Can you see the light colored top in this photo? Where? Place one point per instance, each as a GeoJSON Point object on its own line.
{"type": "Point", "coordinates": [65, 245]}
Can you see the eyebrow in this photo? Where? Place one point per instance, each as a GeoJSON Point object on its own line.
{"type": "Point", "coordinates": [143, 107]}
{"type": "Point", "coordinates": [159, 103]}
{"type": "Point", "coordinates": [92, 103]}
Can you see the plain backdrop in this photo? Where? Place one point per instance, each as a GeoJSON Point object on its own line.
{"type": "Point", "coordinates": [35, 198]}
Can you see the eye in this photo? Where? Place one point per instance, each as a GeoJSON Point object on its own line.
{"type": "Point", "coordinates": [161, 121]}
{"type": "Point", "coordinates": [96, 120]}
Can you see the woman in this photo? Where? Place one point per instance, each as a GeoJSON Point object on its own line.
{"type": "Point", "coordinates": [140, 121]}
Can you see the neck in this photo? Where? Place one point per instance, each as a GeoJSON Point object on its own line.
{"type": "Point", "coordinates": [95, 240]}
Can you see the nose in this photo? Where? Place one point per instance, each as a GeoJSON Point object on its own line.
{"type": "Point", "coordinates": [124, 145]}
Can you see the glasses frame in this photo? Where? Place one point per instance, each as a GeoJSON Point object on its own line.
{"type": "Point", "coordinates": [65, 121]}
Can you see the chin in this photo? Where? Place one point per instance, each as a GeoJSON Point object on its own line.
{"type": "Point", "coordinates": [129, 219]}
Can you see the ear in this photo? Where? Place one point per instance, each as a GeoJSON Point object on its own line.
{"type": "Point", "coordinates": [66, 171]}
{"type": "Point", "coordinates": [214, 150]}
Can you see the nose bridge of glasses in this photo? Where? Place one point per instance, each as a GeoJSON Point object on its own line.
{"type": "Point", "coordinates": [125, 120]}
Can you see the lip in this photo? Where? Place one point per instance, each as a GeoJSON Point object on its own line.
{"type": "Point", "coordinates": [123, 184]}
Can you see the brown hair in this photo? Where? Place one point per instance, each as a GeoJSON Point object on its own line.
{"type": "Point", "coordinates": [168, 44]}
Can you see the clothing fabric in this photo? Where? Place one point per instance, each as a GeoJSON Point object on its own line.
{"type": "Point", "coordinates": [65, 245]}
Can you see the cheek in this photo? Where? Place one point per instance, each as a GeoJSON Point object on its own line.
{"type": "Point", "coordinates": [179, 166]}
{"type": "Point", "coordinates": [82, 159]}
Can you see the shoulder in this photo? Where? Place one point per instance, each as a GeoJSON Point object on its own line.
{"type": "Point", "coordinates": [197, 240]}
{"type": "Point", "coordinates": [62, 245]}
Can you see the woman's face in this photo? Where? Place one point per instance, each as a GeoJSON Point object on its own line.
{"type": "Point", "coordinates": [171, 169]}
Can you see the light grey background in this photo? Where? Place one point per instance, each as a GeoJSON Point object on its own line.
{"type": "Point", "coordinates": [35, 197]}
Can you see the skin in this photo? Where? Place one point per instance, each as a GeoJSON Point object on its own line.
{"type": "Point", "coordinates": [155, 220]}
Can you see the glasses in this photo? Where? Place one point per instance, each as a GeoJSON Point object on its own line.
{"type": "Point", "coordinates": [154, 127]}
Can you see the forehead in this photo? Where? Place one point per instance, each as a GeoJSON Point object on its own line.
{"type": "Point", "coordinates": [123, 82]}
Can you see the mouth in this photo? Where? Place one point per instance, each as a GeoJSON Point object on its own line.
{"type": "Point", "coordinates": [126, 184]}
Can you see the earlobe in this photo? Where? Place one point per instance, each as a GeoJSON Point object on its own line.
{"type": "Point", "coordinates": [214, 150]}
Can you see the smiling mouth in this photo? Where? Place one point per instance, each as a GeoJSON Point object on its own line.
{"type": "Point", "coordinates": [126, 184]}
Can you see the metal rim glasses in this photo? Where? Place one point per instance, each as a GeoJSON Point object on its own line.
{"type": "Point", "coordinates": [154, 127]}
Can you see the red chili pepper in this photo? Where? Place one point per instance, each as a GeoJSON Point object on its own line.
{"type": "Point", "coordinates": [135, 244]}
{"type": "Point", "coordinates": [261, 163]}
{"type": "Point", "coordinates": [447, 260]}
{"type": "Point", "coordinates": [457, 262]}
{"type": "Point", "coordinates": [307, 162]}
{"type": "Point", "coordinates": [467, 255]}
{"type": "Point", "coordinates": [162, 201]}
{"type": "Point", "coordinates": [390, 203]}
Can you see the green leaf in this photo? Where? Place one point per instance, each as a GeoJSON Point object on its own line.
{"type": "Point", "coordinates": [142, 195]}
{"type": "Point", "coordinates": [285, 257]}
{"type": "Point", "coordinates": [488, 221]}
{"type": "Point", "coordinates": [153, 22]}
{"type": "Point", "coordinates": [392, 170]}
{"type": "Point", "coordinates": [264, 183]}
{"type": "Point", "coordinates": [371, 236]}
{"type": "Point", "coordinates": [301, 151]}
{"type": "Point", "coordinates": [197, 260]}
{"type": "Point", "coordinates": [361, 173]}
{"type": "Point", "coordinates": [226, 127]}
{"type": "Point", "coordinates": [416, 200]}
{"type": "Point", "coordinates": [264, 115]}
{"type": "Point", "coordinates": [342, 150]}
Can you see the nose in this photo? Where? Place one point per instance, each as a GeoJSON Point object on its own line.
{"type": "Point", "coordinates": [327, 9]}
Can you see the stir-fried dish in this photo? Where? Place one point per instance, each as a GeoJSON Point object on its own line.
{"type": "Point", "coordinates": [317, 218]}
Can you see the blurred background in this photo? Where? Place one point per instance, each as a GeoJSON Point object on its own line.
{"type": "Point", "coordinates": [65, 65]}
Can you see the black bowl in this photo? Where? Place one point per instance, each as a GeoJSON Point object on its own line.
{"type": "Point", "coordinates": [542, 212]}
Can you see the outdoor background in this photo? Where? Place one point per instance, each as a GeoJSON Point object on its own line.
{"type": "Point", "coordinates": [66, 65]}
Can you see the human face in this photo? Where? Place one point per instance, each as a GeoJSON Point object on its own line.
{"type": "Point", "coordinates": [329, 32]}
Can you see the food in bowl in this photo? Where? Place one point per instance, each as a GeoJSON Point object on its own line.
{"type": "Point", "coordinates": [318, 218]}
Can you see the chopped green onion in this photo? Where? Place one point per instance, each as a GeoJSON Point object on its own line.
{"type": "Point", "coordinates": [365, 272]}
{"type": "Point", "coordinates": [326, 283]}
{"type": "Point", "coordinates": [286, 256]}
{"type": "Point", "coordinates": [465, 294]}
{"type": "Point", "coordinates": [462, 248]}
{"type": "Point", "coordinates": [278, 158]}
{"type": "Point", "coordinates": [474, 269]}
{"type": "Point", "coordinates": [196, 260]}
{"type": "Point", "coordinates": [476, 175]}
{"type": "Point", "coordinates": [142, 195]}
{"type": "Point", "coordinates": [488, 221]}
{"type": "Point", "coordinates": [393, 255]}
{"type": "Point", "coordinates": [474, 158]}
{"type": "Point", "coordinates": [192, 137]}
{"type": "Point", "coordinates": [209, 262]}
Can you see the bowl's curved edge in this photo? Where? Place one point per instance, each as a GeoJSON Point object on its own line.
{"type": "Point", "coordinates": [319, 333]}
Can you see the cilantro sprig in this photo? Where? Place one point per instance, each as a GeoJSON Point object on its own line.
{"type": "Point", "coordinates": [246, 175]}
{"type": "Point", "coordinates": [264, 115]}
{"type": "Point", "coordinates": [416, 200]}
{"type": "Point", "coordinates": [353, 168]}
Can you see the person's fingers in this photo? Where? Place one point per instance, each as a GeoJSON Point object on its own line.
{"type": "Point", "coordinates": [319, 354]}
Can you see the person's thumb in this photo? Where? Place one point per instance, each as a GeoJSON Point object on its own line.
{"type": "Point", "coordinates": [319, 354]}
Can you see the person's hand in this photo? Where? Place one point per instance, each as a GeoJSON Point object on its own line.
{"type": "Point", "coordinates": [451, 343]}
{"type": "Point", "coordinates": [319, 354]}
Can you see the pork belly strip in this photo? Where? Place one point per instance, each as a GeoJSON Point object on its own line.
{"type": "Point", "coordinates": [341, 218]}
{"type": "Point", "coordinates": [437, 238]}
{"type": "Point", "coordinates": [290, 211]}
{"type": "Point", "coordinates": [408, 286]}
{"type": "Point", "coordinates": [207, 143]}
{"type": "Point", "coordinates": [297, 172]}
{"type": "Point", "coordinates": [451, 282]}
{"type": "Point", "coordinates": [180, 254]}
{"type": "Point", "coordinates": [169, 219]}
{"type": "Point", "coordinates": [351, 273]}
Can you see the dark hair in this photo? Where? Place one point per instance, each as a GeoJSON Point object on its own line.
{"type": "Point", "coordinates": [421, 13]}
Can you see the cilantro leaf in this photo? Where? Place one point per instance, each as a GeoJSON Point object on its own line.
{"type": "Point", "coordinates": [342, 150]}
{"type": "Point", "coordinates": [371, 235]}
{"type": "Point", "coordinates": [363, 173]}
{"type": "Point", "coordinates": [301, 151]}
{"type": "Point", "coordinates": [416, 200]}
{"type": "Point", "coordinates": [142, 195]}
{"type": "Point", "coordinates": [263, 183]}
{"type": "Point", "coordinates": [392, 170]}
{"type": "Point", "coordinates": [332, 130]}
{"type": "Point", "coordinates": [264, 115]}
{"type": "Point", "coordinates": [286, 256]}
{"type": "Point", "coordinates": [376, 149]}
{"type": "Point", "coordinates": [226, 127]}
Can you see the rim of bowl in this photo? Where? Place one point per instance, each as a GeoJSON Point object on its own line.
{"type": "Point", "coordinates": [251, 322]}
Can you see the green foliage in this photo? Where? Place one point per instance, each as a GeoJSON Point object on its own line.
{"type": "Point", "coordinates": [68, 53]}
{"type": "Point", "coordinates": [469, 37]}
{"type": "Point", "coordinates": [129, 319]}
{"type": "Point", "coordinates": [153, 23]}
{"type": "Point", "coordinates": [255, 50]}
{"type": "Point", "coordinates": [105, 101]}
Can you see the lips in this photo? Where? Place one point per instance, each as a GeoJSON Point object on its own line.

---

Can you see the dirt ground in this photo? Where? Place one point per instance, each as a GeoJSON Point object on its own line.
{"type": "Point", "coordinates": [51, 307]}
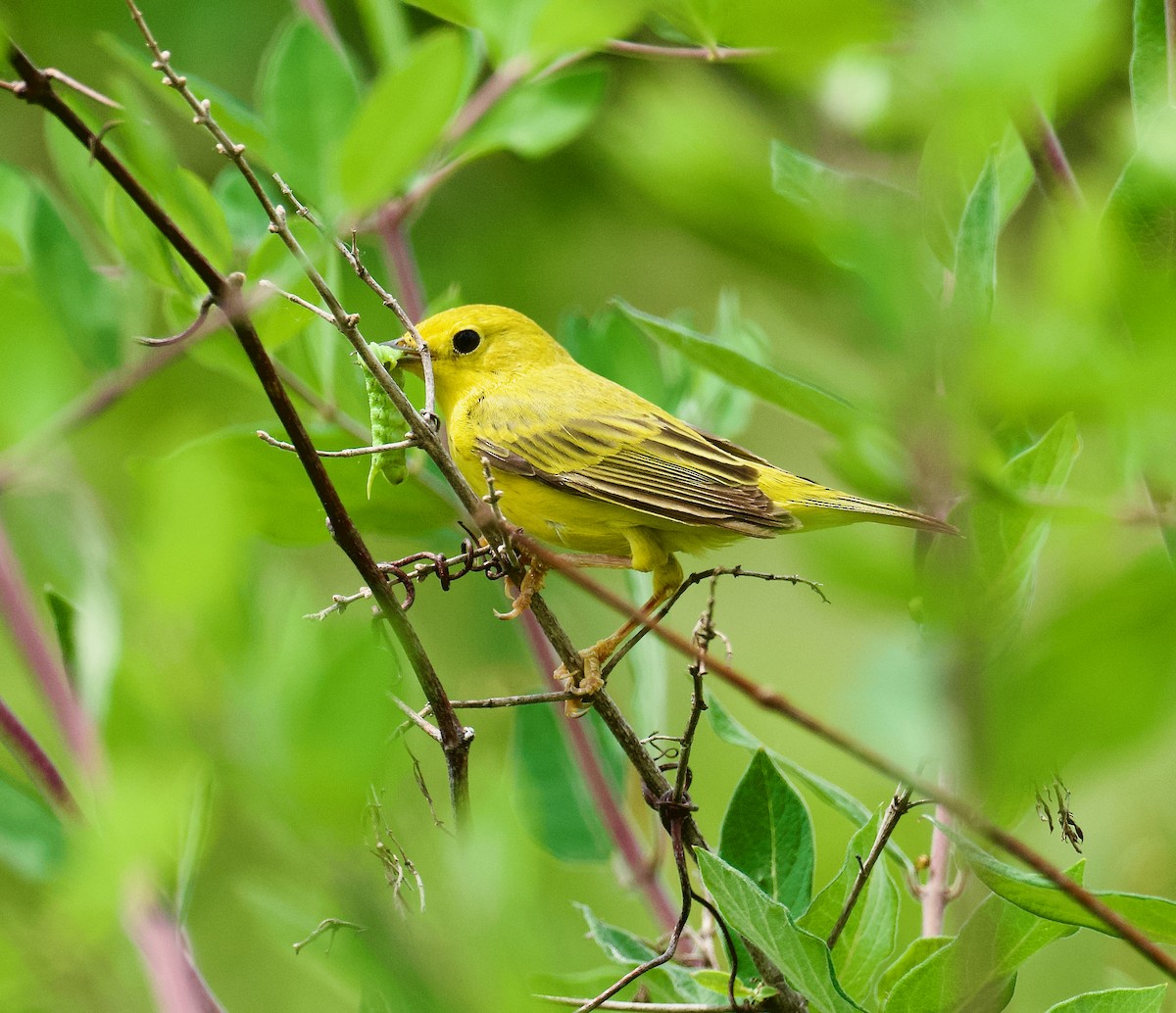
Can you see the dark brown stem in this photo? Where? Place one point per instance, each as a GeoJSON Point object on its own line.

→ **Your objective**: All that is wanted is the stretch of lines above from the one containing "Can you see the green foliage" through the one containing "Can you see the lips", duplicated exactly.

→ **Solution for this exercise**:
Can you see the green foliage in this photo? Where? Place one point per instance, each as a GeoJSON Point object on its own line.
{"type": "Point", "coordinates": [68, 53]}
{"type": "Point", "coordinates": [469, 37]}
{"type": "Point", "coordinates": [129, 319]}
{"type": "Point", "coordinates": [153, 23]}
{"type": "Point", "coordinates": [255, 50]}
{"type": "Point", "coordinates": [105, 101]}
Can you see the lips in this photo? Where? Place one point per instance, each as a GeoJSON Point object on its own line.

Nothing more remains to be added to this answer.